▸ WHAT THE TASK REQUIRES
Rewrite the lines below as a numbered list, omitting any blank lines and leaving the pictures out.

------

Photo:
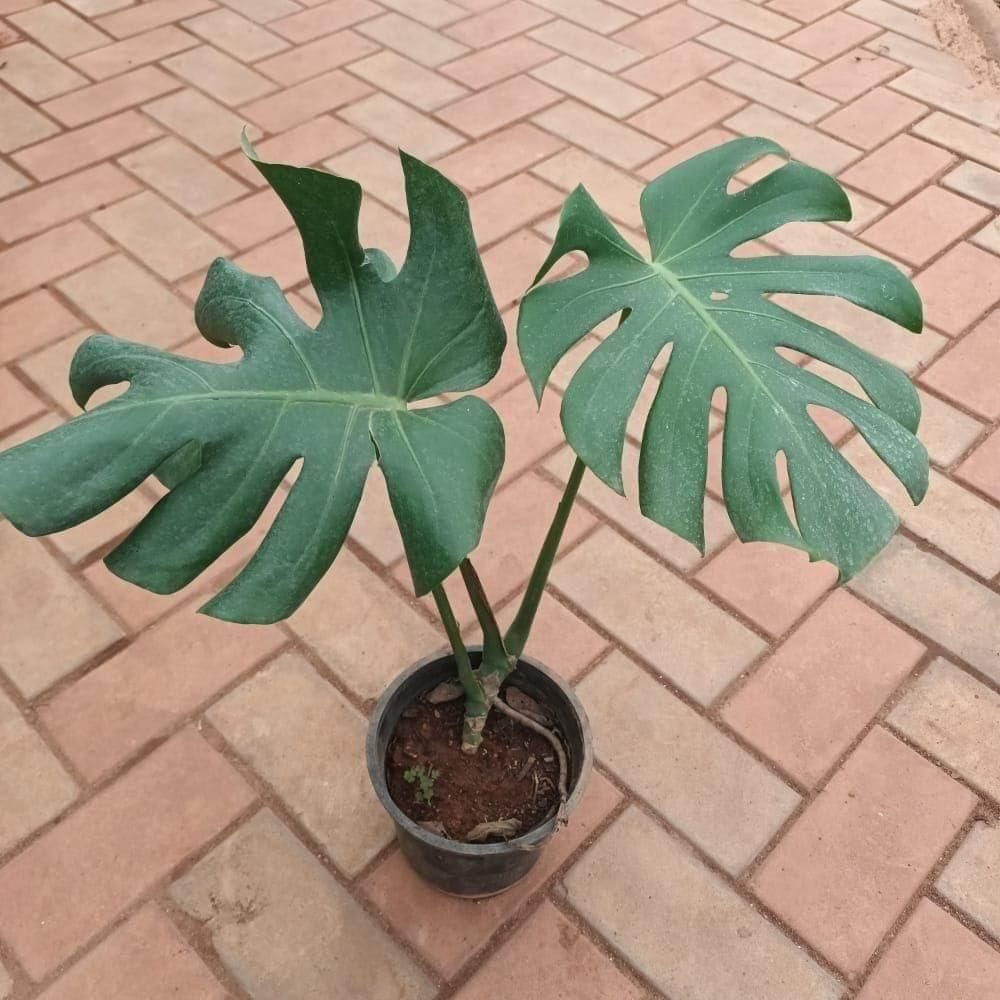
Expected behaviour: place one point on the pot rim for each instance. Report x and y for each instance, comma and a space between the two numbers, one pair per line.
528, 841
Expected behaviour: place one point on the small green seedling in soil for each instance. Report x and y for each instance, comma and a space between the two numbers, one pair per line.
423, 778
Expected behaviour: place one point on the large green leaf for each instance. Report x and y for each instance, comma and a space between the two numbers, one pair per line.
712, 309
223, 436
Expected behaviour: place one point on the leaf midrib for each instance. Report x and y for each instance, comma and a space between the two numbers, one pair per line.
676, 282
361, 400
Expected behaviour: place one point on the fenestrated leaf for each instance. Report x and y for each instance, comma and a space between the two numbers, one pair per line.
223, 436
712, 309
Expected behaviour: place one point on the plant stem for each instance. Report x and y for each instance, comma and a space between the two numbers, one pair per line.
494, 654
466, 676
496, 663
520, 628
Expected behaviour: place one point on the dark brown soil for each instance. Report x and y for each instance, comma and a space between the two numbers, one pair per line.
514, 775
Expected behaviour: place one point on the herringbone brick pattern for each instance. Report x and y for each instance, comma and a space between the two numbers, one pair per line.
798, 787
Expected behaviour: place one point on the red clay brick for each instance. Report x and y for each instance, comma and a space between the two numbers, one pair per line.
84, 146
831, 36
491, 65
898, 169
316, 57
50, 255
498, 105
850, 864
922, 227
303, 145
873, 118
959, 287
550, 957
495, 25
116, 94
63, 889
687, 112
32, 322
837, 670
59, 201
110, 60
298, 104
324, 19
17, 404
144, 959
515, 148
664, 30
773, 585
935, 957
168, 671
511, 204
982, 468
676, 68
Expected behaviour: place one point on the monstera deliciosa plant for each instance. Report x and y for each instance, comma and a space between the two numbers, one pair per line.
340, 398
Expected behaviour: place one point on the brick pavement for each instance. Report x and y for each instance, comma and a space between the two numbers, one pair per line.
806, 809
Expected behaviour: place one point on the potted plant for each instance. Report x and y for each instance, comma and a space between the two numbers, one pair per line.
341, 398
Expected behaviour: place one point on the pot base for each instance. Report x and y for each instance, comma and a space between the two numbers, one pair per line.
475, 871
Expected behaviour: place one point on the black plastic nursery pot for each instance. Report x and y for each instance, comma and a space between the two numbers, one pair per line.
476, 870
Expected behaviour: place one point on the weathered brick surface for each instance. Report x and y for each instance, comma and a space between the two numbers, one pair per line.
120, 179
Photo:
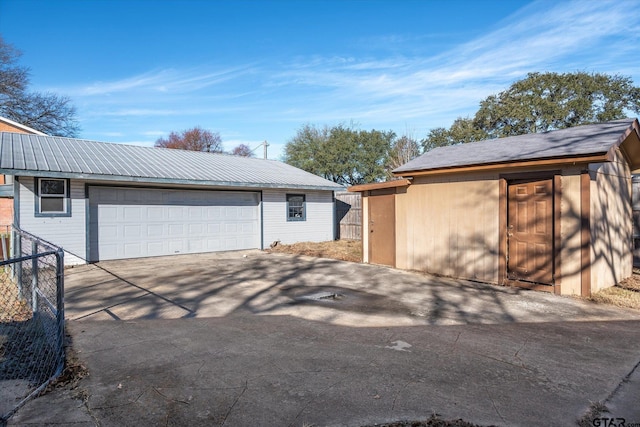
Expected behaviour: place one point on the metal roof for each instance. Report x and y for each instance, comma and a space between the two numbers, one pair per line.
36, 155
579, 141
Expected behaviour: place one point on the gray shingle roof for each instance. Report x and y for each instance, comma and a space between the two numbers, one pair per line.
572, 142
35, 155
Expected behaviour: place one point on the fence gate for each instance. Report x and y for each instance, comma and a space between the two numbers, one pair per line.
31, 318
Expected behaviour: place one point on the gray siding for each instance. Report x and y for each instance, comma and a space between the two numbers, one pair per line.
318, 226
67, 232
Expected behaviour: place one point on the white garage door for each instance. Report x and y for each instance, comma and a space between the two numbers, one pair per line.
134, 223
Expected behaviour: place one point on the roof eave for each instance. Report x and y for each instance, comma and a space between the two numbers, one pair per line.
556, 161
380, 185
166, 181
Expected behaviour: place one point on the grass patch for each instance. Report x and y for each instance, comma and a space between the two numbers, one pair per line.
344, 250
618, 296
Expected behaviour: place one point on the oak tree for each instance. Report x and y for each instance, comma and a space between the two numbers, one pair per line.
47, 112
542, 102
194, 139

------

▸ COMPLETE RESPONSE
1. Photo:
2. Expected behaviour: place one point on the pot rim for each instance. Report x and y for each instance, comma and a space between the two numbers, one pair per line.
3. 528, 841
4. Expected behaviour: place one point on the small green seedling in soil for each instance. Report x and y for each instance, comma and a space between the two numbers, one pair per line.
5. 423, 778
6. Expected behaviour: place one point on the large green leaf for each instance. Report x and y for each instance, comma and a space between the two numbers, one pair per line.
7. 712, 309
8. 223, 436
9. Expected behaviour: place one point on the leaf midrib for each instance. Report x and y for each instance, comma and a space between the two numbers, one pair per line.
10. 676, 282
11. 361, 400
12. Expected behaviour: place one point on the fenestrated leaf for each instance. Report x and y for each instance, comma and a space between the two numbers, one pair per line.
13. 223, 436
14. 712, 309
15. Expected behaviour: place one point on the plant stem for each instance. Report x and y for each instance, comma and a space between the two numbers, one pair per line.
16. 494, 654
17. 466, 676
18. 496, 663
19. 520, 628
20. Expected behaviour: place one point on the dark brown soil for each instance. Report x and y for each instance, comma and a space between the two numbers, one pair per line.
21. 514, 775
22. Expected behaviour: place one point on the herringbone brick pattern for each instance. Report x and y for each instance, comma and a space between the two numbers, one pair per line.
23. 798, 787
24. Expected behaviour: place one point on the red clay brick for each instance. Report x and y for each instance, comma and a space between the two numbers, one pair per line.
25. 84, 146
26. 831, 36
27. 491, 65
28. 898, 169
29. 316, 57
30. 50, 255
31. 498, 105
32. 850, 864
33. 922, 227
34. 303, 145
35. 873, 118
36. 959, 287
37. 550, 957
38. 495, 25
39. 116, 94
40. 63, 889
41. 687, 112
42. 32, 322
43. 837, 670
44. 59, 201
45. 110, 60
46. 298, 104
47. 324, 19
48. 17, 404
49. 144, 959
50. 515, 148
51. 664, 30
52. 773, 585
53. 935, 957
54. 168, 671
55. 511, 204
56. 982, 468
57. 676, 68
58. Expected behaviour: place one point on the monstera deliciosa plant for each instance. Report x and y for each instance, comma and a space between the two numbers, one pair per line.
59. 340, 398
60. Expected behaviour: place one point on the brick pavement for each instance. Report x and y for each instance, comma and a space between the two numbers, one pair per line.
61. 806, 809
62. Expected behaviour: place one point on the potted plant for each instance. Report x and y for each instance, comma and a space between the two numbers, one pair per line.
63. 341, 398
64. Expected behaviour: place one point on the pot base for each instance. Report x and y for each instance, comma and a space between the two numbers, one pair per line.
65. 475, 871
66. Expected behaviour: place one point on the black plastic nursery pot for each instance. Report x and y for each instance, comma and a space between the two numbers, one pair per line.
67. 476, 870
68. Expected behaviour: place one point on the weathered brick surface for each instance. Report x and y for each instance, comma and a space between the two numbers, one pair per line.
69. 120, 179
70. Photo:
71. Expected behaviour: place one point on the metal roof for each instance. Report x and y for each instance, comma and a space between the two numbers, one pair per line.
72. 36, 155
73. 579, 141
74. Expected behaviour: place one point on the gray shingle roof for each instance. Report x and y for each instance, comma and a space between the two numbers, one pair per line.
75. 572, 142
76. 35, 155
77. Expected behaviour: place one point on the fence gate for each instance. Report x and y for each instance, comma and a space between the two numbers, one pair per line.
78. 31, 318
79. Expected behaviour: place one point on the gray siding for each instance. Report x and y for each instance, comma and a space between the two numbers, one pair per line.
80. 318, 226
81. 67, 232
82. Expected behaviour: place one point on the white garage door for each instance. Report x and y for each instance, comma and a space between the two numbers, one pair per line.
83. 134, 223
84. Expected behaviour: place one point on the roof eave for each instance. Report x and y for each instance, comma and a space between the two numbers, one pair per line.
85. 556, 161
86. 380, 185
87. 166, 181
88. Expected behaviour: place one point on the grass patch for each instance. Report x and y for each instance, comma and a space between the two numbers, one pair per line.
89. 344, 250
90. 618, 296
91. Expected behaviour: place one point on the oak tree for each instance. Report x and y for each instance, comma and a space between the two numbers, one pair per line.
92. 47, 112
93. 542, 102
94. 194, 139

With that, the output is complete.